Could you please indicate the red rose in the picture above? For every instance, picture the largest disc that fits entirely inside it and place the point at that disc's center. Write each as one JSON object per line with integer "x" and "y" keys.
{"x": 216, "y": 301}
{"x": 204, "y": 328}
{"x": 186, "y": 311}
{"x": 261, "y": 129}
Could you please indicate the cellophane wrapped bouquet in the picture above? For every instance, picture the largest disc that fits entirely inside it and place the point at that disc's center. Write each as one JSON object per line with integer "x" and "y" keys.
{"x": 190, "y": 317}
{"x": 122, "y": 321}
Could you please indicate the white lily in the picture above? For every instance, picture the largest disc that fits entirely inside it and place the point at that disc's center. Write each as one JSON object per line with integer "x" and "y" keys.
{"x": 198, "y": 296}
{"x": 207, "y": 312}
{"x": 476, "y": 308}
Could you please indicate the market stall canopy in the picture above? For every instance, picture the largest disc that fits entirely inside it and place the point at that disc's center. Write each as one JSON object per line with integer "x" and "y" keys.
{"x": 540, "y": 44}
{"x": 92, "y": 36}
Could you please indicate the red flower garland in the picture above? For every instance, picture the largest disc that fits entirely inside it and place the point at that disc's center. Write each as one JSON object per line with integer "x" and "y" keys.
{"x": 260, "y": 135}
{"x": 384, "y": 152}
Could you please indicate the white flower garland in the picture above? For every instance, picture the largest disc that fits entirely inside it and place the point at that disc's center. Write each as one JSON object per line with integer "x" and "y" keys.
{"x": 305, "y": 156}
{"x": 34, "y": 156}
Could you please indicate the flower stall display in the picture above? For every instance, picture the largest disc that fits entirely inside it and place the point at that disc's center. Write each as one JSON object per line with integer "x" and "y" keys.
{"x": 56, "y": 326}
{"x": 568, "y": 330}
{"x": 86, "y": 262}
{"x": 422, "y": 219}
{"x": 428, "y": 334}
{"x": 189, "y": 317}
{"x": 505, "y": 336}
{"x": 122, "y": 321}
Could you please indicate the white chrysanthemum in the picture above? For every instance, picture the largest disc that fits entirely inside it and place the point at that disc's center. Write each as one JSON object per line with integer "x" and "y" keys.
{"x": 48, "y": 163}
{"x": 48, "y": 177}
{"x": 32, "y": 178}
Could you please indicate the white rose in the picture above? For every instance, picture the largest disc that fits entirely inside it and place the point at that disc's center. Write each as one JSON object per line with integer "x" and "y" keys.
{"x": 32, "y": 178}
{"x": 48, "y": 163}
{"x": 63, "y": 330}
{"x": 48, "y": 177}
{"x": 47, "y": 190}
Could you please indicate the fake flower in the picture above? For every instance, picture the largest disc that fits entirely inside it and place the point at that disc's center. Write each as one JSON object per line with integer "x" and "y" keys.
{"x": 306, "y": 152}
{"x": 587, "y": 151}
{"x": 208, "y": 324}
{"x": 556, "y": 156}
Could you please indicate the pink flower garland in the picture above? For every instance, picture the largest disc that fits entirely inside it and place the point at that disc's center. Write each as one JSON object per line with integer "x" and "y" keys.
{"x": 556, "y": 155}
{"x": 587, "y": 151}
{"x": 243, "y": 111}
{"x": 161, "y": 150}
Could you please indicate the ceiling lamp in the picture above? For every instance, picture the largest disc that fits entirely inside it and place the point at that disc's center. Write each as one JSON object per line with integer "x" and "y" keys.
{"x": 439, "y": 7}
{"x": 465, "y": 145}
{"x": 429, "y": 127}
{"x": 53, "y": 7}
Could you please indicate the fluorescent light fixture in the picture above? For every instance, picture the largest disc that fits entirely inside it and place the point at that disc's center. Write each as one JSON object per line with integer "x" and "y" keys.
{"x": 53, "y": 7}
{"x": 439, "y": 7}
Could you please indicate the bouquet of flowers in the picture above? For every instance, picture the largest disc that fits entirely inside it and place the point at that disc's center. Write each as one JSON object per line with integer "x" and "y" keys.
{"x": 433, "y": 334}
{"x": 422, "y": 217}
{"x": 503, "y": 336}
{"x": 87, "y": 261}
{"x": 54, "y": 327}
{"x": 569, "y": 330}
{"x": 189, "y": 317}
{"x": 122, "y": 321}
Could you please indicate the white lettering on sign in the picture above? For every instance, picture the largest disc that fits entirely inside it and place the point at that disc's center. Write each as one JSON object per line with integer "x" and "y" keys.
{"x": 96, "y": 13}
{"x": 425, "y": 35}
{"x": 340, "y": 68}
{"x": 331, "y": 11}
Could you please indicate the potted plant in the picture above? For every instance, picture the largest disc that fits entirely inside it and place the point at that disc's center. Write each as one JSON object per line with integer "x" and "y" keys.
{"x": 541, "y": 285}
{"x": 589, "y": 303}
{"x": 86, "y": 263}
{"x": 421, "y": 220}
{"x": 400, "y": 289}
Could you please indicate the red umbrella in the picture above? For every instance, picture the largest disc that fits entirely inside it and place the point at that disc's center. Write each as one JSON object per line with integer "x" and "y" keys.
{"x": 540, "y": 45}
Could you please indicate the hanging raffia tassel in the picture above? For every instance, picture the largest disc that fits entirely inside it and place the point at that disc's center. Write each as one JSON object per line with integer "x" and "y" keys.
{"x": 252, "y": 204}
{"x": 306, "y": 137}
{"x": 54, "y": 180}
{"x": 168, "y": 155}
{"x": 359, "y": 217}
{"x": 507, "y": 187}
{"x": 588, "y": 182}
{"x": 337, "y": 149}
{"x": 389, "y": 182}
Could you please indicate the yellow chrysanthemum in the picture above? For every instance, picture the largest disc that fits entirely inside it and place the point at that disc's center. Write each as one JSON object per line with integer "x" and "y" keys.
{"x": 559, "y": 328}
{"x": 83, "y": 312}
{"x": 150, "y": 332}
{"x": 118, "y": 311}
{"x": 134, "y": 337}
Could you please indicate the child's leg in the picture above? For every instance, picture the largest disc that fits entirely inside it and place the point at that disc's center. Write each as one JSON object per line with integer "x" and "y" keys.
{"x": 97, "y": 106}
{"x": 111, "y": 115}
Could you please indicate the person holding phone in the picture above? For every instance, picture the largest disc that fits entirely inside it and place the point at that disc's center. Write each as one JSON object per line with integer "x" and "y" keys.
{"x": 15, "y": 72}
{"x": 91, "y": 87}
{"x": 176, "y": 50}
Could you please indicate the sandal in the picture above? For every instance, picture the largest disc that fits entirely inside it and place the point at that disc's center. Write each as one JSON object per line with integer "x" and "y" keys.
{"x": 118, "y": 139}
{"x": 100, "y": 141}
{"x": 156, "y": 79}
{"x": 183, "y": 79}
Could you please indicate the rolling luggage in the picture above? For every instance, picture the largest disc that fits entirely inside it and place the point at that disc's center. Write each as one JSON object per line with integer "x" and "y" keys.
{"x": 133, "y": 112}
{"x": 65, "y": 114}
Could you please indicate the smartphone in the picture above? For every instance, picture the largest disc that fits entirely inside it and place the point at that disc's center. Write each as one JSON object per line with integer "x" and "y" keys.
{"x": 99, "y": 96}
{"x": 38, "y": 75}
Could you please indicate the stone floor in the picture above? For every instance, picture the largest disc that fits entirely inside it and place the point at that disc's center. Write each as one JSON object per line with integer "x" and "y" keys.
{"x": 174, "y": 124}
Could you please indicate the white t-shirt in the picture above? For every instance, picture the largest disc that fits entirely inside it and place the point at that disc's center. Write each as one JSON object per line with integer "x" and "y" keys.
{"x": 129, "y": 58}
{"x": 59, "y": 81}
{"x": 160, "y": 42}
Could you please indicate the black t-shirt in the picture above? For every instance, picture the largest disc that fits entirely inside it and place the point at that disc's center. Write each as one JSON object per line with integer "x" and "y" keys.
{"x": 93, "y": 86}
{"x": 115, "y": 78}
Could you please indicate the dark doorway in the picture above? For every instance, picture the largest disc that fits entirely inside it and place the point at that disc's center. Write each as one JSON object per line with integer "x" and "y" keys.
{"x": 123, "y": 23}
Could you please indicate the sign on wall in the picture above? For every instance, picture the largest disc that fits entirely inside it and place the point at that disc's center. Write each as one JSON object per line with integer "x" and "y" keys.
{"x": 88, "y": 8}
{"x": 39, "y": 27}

What needs to be done:
Please reproduce the data above verbatim, from the line containing "Could you please indicate the sign" up to and including the final line of the data.

Output below:
Could you please indicate the sign on wall in the picture above? For every instance, picture the largest disc that fits entirely inside it and place the point at that disc's center. Write each as one JSON object per line with integer "x" and "y" keys.
{"x": 88, "y": 8}
{"x": 39, "y": 27}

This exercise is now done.